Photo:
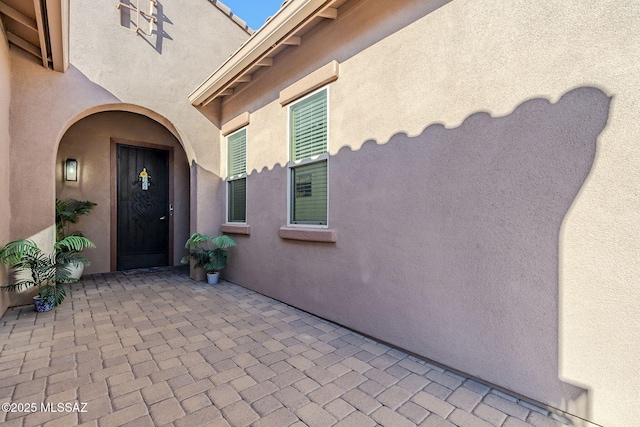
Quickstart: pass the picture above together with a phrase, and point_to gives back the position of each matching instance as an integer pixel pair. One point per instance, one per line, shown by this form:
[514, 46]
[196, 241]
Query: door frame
[114, 194]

========================================================================

What is required –
Retype the records verbatim, excluding each image they hold.

Output below –
Photo:
Quickstart: pass the picture above together with a phrase, and point_to gives back the position of each matching instance as an integer pixel pair. One point per instance, one per line, shown by this form:
[514, 46]
[196, 241]
Query: door frame
[114, 194]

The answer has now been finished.